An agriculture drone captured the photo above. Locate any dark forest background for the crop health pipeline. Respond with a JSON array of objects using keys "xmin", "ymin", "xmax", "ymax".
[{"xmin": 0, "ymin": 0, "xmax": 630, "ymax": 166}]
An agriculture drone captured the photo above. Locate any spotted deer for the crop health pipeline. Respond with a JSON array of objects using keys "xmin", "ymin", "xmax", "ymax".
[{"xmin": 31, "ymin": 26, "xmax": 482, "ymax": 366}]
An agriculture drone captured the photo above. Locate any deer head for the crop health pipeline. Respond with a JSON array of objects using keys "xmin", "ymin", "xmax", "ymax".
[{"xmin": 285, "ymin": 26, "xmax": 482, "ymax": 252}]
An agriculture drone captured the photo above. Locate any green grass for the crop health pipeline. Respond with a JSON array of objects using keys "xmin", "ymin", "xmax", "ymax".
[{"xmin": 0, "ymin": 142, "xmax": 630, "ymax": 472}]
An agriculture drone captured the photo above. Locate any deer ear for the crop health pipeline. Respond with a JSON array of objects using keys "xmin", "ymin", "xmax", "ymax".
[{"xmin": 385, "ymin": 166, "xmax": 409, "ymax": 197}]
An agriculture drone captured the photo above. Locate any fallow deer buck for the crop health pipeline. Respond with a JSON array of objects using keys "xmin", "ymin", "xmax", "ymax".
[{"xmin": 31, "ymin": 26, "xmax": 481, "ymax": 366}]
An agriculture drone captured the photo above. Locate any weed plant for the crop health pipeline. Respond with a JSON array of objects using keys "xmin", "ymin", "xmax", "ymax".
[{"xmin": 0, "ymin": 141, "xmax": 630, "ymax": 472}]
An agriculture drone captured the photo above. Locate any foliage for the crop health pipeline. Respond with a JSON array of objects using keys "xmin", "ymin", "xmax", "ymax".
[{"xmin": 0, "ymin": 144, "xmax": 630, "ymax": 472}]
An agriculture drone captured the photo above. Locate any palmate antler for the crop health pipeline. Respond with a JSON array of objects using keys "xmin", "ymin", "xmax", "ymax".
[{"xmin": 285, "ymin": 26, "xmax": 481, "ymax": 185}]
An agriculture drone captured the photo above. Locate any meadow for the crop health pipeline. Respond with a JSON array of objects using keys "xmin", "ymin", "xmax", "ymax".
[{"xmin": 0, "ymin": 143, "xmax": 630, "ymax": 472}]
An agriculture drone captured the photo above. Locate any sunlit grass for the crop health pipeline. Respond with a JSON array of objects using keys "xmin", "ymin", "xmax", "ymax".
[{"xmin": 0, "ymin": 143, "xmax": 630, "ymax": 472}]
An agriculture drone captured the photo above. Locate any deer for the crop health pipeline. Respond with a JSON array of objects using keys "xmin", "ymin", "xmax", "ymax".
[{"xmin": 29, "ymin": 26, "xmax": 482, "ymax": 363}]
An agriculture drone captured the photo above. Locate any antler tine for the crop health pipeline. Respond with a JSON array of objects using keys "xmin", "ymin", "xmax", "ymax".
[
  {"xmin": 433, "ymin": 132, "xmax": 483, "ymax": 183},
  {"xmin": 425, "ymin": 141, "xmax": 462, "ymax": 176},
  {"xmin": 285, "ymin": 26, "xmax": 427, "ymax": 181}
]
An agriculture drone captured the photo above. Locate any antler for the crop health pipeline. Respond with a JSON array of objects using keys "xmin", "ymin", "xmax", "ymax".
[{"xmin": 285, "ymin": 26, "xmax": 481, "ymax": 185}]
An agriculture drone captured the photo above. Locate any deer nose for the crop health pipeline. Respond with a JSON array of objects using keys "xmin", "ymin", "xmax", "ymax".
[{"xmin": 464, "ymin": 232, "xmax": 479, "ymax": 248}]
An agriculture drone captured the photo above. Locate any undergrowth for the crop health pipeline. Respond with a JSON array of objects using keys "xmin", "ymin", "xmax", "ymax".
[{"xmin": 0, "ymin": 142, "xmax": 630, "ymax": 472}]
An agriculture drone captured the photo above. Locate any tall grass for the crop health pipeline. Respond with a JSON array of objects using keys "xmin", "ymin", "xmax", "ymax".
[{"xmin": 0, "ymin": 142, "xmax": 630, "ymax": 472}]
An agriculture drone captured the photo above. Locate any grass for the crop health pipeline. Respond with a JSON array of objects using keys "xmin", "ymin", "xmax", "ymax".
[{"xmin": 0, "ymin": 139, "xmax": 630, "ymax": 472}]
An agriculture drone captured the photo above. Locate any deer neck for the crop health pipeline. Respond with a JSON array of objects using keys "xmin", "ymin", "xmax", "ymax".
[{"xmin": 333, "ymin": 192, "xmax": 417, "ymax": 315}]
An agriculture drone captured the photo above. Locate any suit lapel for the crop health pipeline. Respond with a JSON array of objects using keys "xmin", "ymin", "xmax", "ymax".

┄┄┄┄┄┄

▶ [What you have to do]
Please count the lines above that contain the string "grass", matching case exactly, and reply with only the number.

▶ [Exercise response]
4